> TEXT:
++++

Girls are great idealists. No one familiar with the working of the girl mind can fail to recognize how quickly they respond to ideals. They dream dreams, not of success, but of happiness. They look up rather than out.
But they are vague and uncertain, full of wistful yearnings that lead nowhere. Given a cause and a leader, and they will bring to it an almost pathetic eagerness, staunchness, loyalty, enthusiasm and unselfish effort.
There comes a critical time in a girl's mental and spiritual life, when she is waiting impatiently for young womanhood. The things of her childhood have lost their interest. She has abandoned her dolls. The little boys she played with have deserted her, and found the girl-less associations of the 'teens. They have their clubs, their sports, their meeting places. But to the young girl there is nothing but that period of waiting. She is peculiarly isolated. Her family often finds her strange. She is moody and dreamy. She begins to spend an almost alarming amount of time and thought upon her appearance. The family says: "What in the world is the matter with Jane?" And her father suggests it is too much going to the moving pictures.
But the truth is that Jane is idle. She does not belong, between babyhood and womanhood, anywhere in the social organization. She is active and romantic. Her days are a long waiting for maturity, and with maturity the fulfilment of her dreams, of love, of marriage, of motherhood. She haunts the movies because she finds there vicarious romance and vicarious adventure. The great out-doors is hers to play in—on the screen.

++++

> DATA BLOCK:
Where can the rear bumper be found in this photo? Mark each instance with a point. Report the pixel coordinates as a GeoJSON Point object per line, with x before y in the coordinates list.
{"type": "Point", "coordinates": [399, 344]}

++++

> INSTRUCTIONS TO FOLLOW: Resume the essay on girls' idealism that appears before the data, carrying it on from its last sentence.

> EXERCISE OUTPUT:
And at the same time, with no increased outlet for her activities, her imagination is being stimulated as never before. Books, magazines, automobiles, moving pictures, all are revealing to her this strange thing we call life, which is hers to observe but not yet to live. She is a yearning onlooker.
It is time to realize that hundreds of thousands of young girls in this country—doubly important now that they are future citizens as well as the potential mothers of future citizens—must be given occupation, a feeling of responsibility, a practical ideal to which they may bring their innate loyalty and enthusiasm. They need organized play and athletics. They need something concrete to tie to. They need to be taught, if you please, what is the "gang" spirit among boys. They need to learn that their young bodies are to be used, instead of decorated. Until they learn that, we shall have sickly mothers and puny babies. No single movement for the improvement of American people as a race, no advance of science or sanitation, can compare in importance with the necessity for building up morally, spiritually and bodily, our future mothers.
They need to be taught certain loyalties, sex loyalty. Loyalty to ideals. Loyalty to country. This last, loyalty to country, has to be taught. When a man learns to take off his hat to the flag, he has a new respect for it.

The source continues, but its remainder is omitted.